## Required work
1. Reproduce the part of the R worksheet on influential datapoints starting with "R worksheet: influential" and going on through "data = hinton.smile)".
2. Answer these questions about the R worksheet on influential datapoints:
(a) Which two functions does it name for testing whether a dataset has influential datapoints?
(b) What values of t does it say are recommended?
(c) What coefficient does it report for sold?
3. Continue the R worksheet on influential datapoints from its last sentence.

## Excerpted text
• • • • •
R worksheet: influential datapoints
Influential datapoints are datapoints whose inclusion has an outsize influence on the estimated coefficients. Functions like dfbeta() and which.influence() let you test whether you have such datapoints. What to do if you do find such datapoints? Then you report the coefficients for you whole dataset, and also state that you had influential datapoints, and how the coefficients would change without each of them.
# influential datapoints in regression
# linear regression
library(languageR)
# Hinton "smiling" data again
# which was created explicitly to demonstrate outsize influence of datapoints
hinton.smile = data.frame(smile.time = c(0.4, 0.8, 0.8, 1.2, 1.4, 1.8, 2.2, 2.6, 3.0),
sold = c(16, 12, 20, 16, 34, 30, 26, 22, 38))
lm.obj = lm(smile.time ~ sold, data = hinton.smile)
summary(lm.obj)
# coefficients:
# Intercept -0.07252
# sold 0.06941
# we are looking for datapoints
# whose elimination would lead to a change in a coefficient
# that is t times the size of the coefficient:
# where some recommend t=0.5, others t=0.2
# dfbeta gives the adjustment for each coefficient
# for each datapoint.
# We transform its output to a data frame
# so we can more conveniently check whether
# any datapoint leads to an outsized adjustment
# there is none.
• • • • •
## Information shown

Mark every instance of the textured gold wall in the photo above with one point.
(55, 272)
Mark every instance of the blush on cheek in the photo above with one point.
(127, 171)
• • • • •
## Outputs by task
1.
R worksheet: influential datapoints
Influential datapoints are datapoints whose inclusion has an outsize influence on the estimated coefficients. Functions like dfbeta() and which.influence() let you test whether you have such datapoints. What to do if you do find such datapoints? Then you report the coefficients for you whole dataset, and also state that you had influential datapoints, and how the coefficients would change without each of them.
# influential datapoints in regression
# linear regression
library(languageR)
# Hinton "smiling" data again
# which was created explicitly to demonstrate outsize influence of datapoints
hinton.smile = data.frame(smile.time = c(0.4, 0.8, 0.8, 1.2, 1.4, 1.8, 2.2, 2.6, 3.0),
sold = c(16, 12, 20, 16, 34, 30, 26, 22, 38))
lm.obj = lm(smile.time ~ sold, data = hinton.smile)

2.
(a) dfbeta() and which.influence()
(b) Some recommend t=0.5, and others t=0.2.
(c) 0.06941

3.
dfbeta.df = data.frame(dfbeta(lm.obj))
# large adjustment: |adjustment| > 0.2 * |coefficient|
dfbeta.df[abs(dfbeta.df$sold) > 0.2 * abs(lm.obj$coefficient[2]),]
# with ols, we would use the functions
# which.influence and show.influence
library(rms)
# We have to specify x=T and y=T to be able to run which.influence
ols.obj = ols(smile.time ~ sold, data = hinton.smile, x = T, y = T)
which.influence(ols.obj, cutoff = 0.2)
# inspecting the values for influential datapoints
show.influence(which.influence(ols.obj, cutoff = 0.2), hinton.smile)
# logistic regression: we can again use
# which.influence and show.influence
lrm.obj = lrm(Regularity ~ WrittenFrequency + Auxiliary, data = regularity, x = T, y = T)
which.influence(lrm.obj)
# again, influential datapoints
show.influence(which.influence(lrm.obj), regularity)